Free-text object descriptions
****

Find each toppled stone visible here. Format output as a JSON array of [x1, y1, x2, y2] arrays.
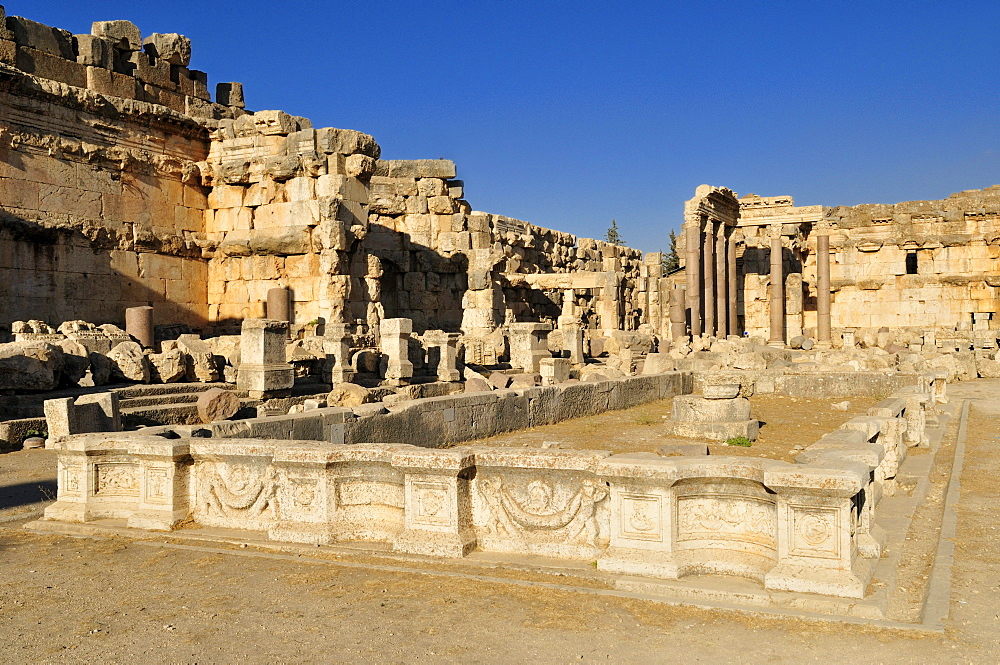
[[641, 353, 675, 375], [510, 373, 541, 388], [149, 348, 186, 383], [831, 400, 850, 411], [488, 372, 512, 390], [108, 341, 150, 383], [177, 335, 221, 382], [0, 342, 64, 391], [657, 443, 710, 457], [85, 352, 112, 387], [327, 382, 373, 407], [464, 377, 492, 393], [196, 388, 240, 423], [57, 339, 90, 386]]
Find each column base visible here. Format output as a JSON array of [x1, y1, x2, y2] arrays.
[[764, 559, 872, 599], [393, 528, 476, 558], [597, 548, 680, 579]]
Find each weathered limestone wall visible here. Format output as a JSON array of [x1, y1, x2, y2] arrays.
[[826, 186, 1000, 331], [0, 8, 248, 330], [0, 65, 210, 327], [733, 187, 1000, 341]]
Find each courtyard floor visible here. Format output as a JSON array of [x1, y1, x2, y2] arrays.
[[0, 382, 997, 662]]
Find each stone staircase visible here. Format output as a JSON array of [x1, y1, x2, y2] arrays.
[[115, 383, 255, 428]]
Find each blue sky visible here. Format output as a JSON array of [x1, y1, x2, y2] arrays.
[[10, 1, 1000, 254]]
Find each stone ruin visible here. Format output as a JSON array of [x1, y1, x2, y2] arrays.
[[0, 6, 987, 608]]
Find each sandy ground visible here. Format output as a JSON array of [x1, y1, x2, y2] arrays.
[[470, 393, 879, 462], [0, 383, 999, 663]]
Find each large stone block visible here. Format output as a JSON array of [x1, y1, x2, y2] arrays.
[[91, 20, 142, 51], [142, 33, 191, 66], [0, 341, 63, 391], [7, 15, 74, 58]]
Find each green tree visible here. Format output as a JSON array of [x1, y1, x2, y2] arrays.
[[662, 229, 680, 272], [605, 219, 624, 245]]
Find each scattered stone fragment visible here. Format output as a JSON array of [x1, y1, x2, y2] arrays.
[[327, 382, 373, 407], [196, 387, 240, 423], [108, 341, 150, 383]]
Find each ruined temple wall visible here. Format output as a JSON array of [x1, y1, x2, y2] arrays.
[[733, 187, 1000, 338], [0, 7, 252, 331], [826, 186, 1000, 331], [0, 69, 211, 328]]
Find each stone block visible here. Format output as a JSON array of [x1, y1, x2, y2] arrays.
[[16, 45, 87, 87], [91, 20, 142, 51], [197, 388, 240, 423], [142, 33, 190, 66], [671, 395, 751, 423], [8, 15, 74, 58], [216, 82, 244, 107]]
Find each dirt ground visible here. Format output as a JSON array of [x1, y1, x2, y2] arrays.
[[1, 383, 999, 663], [470, 393, 879, 462]]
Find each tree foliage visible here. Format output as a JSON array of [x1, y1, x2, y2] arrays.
[[604, 219, 624, 245], [662, 229, 680, 272]]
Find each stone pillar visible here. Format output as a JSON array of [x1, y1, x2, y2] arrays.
[[558, 316, 585, 365], [425, 330, 461, 382], [125, 306, 154, 349], [769, 233, 785, 345], [702, 220, 715, 337], [236, 318, 295, 398], [266, 287, 290, 323], [380, 318, 414, 385], [323, 322, 354, 384], [715, 222, 727, 337], [727, 228, 738, 336], [817, 233, 832, 346], [509, 322, 552, 373], [685, 223, 702, 336], [669, 286, 686, 342]]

****

About this task
I'd like every record above written out again exactly, without the pictures.

Response area
Find each toppled stone visible here. Format output as a JSON array of [x1, y1, x2, y2] arrays.
[[641, 353, 675, 375], [510, 373, 541, 388], [149, 348, 186, 383], [831, 400, 850, 411], [488, 372, 512, 390], [108, 341, 150, 383], [177, 335, 221, 382], [0, 342, 64, 391], [657, 443, 710, 457], [85, 352, 112, 387], [327, 382, 373, 407], [464, 377, 492, 393], [196, 388, 240, 423], [57, 339, 90, 386]]
Find each column base visible here. Format output as a JSON array of [x1, y1, x2, y2] arrays.
[[764, 559, 872, 599], [393, 528, 476, 558], [597, 548, 680, 579]]
Find each weathered limestone wall visible here. Format output as a JSON array of [x1, y1, x2, y2] arrays.
[[826, 186, 1000, 331], [0, 8, 248, 330], [0, 65, 210, 327], [733, 187, 1000, 341]]
Find each courtyard floor visible here. Format output as a JSON array of [x1, y1, x2, y2] arrays.
[[0, 382, 997, 662]]
Find each stone staircase visible here. Format output as a JSON array of [x1, y1, x2, y2] arrays.
[[115, 383, 255, 428]]
Find each blue sky visible here. Format output as a JSON array of [x1, y1, x2, y2] arrays.
[[10, 1, 1000, 254]]
Find each stone ruin visible here. Format output as a JSON array of [x1, y1, x2, y2] arrays.
[[0, 6, 987, 608]]
Find each sandy ground visible here. Format output as a JSON array of [x1, y1, x2, y2] arrays.
[[470, 393, 879, 462], [0, 383, 999, 663]]
Find each large stone block visible here. Format output as a JSON array of [x1, y1, x2, y2] arrays.
[[91, 20, 142, 51], [142, 33, 191, 66], [0, 341, 63, 391], [7, 15, 74, 58]]
Find each green tree visible here. Format output as a JSON array of [x1, y1, x2, y2] arrays.
[[662, 229, 680, 272], [605, 219, 624, 245]]
Find each scattered stone fragment visible here. Format output as a JSON array of [x1, y1, x2, y2] arrays.
[[327, 382, 373, 407], [196, 387, 240, 423], [108, 341, 150, 383]]
Find each ruined temple wall visible here. Format output as a JSON array of [x1, y1, x2, y2] arrays.
[[733, 187, 1000, 338], [0, 7, 252, 331], [826, 186, 1000, 331], [0, 69, 211, 328]]
Find each stone block visible here. Format output as a JSON array of [x1, y1, x2, y2] arrays.
[[16, 45, 87, 87], [91, 20, 142, 51], [197, 388, 240, 423], [142, 33, 190, 66], [671, 395, 751, 423], [8, 15, 74, 58], [216, 82, 244, 107]]
Find each dirt ground visible here. Format output as a JSON array of [x1, y1, x2, y2] arrays.
[[1, 383, 999, 663], [470, 393, 879, 462]]
Find each tree foliage visible here. Format output as a JSON array of [x1, y1, x2, y2] arrays.
[[604, 219, 624, 245], [662, 229, 680, 272]]
Find each stone pillar visible here. Format output as a JSON array of [x1, y1, x2, y2] arrays.
[[558, 316, 585, 365], [425, 330, 461, 382], [125, 306, 154, 349], [769, 233, 785, 345], [702, 220, 715, 337], [236, 318, 295, 398], [266, 287, 290, 323], [380, 318, 414, 385], [323, 322, 354, 384], [715, 222, 727, 337], [727, 228, 738, 336], [817, 233, 832, 346], [509, 322, 552, 373], [685, 223, 702, 336], [669, 286, 686, 342]]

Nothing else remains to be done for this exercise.